[Opening Provided records section]

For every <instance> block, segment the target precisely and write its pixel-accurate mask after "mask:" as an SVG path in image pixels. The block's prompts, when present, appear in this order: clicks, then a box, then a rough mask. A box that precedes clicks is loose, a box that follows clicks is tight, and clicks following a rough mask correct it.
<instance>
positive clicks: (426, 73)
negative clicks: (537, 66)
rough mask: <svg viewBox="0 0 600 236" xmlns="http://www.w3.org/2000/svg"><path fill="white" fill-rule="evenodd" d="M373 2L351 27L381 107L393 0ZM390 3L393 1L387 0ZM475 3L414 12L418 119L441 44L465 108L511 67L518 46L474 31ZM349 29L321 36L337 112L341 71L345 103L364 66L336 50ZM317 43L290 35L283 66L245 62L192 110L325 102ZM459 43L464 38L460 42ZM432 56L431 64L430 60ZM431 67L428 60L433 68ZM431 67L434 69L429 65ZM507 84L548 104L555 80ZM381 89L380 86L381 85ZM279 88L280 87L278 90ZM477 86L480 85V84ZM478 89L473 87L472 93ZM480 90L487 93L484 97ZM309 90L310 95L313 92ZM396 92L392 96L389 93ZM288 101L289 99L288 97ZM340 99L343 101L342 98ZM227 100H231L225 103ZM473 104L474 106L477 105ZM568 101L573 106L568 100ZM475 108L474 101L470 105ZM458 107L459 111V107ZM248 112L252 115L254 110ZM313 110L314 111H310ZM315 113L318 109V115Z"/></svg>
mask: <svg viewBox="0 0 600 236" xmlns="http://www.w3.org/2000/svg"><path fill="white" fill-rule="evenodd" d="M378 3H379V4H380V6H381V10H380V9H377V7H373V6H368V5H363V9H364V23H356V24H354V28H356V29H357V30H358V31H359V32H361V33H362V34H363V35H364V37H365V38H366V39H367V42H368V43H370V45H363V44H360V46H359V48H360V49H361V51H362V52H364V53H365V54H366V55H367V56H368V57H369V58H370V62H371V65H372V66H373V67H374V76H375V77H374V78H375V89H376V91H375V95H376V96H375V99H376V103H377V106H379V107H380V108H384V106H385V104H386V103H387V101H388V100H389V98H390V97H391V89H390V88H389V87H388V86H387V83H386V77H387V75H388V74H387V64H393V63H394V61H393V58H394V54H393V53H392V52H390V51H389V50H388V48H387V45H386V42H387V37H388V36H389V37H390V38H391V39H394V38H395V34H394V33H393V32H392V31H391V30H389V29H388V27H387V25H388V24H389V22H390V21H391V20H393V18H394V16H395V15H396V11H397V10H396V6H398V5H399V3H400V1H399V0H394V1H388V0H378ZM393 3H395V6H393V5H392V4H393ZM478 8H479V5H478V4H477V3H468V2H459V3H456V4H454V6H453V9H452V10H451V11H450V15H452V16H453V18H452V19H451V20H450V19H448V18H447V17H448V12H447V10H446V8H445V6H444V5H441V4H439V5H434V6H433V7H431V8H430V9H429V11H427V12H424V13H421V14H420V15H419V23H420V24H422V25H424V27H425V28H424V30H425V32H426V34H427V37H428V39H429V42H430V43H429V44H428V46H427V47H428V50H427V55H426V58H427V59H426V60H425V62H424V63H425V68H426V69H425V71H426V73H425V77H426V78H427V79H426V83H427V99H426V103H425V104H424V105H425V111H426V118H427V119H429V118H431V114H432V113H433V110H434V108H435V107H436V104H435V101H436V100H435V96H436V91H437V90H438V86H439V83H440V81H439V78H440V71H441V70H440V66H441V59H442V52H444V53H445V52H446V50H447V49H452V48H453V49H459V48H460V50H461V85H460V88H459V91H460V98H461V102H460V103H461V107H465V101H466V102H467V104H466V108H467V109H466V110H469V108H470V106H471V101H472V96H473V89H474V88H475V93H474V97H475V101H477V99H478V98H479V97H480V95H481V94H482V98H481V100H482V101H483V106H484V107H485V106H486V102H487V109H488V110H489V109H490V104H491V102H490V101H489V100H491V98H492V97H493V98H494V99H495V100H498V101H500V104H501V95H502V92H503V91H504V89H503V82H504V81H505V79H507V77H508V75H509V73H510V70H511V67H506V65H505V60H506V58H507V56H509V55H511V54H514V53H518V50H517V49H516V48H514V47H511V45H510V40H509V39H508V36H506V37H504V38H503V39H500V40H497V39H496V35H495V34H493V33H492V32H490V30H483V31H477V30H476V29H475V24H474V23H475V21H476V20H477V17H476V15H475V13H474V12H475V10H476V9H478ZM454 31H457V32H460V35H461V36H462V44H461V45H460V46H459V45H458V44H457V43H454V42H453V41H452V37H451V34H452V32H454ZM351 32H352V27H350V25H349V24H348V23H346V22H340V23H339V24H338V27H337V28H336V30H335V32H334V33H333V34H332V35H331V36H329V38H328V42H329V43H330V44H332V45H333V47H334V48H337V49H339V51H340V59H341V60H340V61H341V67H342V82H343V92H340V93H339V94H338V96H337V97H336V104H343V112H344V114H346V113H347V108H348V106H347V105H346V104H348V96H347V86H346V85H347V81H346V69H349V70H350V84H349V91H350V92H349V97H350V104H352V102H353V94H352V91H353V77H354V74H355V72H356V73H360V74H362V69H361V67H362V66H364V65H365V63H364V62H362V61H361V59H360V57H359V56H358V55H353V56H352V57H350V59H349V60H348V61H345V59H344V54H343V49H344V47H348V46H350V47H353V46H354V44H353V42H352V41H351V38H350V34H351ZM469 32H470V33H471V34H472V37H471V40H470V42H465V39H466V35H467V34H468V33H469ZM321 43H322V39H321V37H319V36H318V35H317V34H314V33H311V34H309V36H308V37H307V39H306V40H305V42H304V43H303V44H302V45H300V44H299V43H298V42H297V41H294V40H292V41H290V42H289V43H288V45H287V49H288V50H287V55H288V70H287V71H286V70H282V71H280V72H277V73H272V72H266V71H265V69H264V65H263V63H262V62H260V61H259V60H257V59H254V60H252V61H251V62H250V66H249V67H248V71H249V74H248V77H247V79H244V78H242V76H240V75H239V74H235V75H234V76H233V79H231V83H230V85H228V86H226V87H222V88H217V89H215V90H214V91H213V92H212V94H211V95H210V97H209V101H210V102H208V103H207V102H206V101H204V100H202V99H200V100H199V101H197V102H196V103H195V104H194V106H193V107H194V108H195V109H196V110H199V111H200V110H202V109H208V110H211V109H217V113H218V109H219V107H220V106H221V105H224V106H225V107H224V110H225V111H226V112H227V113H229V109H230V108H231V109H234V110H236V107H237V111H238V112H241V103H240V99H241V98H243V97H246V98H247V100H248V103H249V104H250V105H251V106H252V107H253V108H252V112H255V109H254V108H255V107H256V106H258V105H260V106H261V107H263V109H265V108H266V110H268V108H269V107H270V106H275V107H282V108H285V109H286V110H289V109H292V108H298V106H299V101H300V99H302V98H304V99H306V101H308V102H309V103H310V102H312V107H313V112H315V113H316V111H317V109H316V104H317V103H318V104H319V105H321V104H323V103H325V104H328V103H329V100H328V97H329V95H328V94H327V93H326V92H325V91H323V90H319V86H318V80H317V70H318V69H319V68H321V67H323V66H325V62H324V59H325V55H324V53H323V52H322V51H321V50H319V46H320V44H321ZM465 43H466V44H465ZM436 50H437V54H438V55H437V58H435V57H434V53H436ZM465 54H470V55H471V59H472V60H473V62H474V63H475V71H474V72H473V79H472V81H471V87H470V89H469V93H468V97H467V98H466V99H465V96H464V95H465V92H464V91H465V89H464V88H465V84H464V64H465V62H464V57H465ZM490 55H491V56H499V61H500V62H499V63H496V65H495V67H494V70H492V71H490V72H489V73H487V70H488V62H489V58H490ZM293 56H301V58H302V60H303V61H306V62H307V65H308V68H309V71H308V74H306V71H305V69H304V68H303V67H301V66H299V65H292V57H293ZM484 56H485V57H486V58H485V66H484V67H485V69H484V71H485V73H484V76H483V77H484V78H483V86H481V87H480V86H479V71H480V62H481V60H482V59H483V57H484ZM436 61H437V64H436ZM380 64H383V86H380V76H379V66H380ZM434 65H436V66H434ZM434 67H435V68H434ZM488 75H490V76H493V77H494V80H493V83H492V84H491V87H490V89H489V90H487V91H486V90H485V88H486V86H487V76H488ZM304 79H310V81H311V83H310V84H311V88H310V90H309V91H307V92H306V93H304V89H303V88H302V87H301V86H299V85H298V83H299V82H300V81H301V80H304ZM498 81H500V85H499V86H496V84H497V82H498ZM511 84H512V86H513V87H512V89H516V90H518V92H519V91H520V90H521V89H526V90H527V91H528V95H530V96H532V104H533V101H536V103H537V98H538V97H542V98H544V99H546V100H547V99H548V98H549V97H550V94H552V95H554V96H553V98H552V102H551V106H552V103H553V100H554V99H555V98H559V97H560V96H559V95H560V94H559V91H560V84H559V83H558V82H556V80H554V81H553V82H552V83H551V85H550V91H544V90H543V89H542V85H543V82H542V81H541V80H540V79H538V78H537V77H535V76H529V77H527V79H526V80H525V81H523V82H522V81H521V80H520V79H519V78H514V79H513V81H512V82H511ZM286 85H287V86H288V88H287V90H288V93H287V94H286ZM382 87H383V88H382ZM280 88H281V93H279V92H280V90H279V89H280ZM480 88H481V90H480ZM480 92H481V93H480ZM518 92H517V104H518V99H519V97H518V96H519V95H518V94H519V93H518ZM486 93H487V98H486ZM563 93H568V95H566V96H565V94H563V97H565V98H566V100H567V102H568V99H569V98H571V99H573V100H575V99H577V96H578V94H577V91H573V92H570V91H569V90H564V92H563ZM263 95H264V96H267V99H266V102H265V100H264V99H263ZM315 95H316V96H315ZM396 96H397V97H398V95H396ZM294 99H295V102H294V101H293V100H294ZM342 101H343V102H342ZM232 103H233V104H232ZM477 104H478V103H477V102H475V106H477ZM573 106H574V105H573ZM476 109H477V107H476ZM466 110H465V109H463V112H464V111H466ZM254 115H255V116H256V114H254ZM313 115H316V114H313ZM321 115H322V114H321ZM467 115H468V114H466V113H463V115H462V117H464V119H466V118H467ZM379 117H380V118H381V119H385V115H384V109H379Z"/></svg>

[Closing Provided records section]

**The task**
Give back the listing exactly, please, from its first line to the line containing "negative clicks: (537, 66)", inclusive, and nothing past that line.

**Your response**
For every <instance> block, segment the target precisely and write its pixel-accurate mask after "mask:" as an SVG path in image pixels. The block's prompts, when present, appear in this order: clicks, then a box, then a rough mask. A box that precedes clicks is loose, a box that follows clicks is tight, and clicks following a rough mask correct it.
<instance>
positive clicks: (426, 73)
negative clicks: (537, 66)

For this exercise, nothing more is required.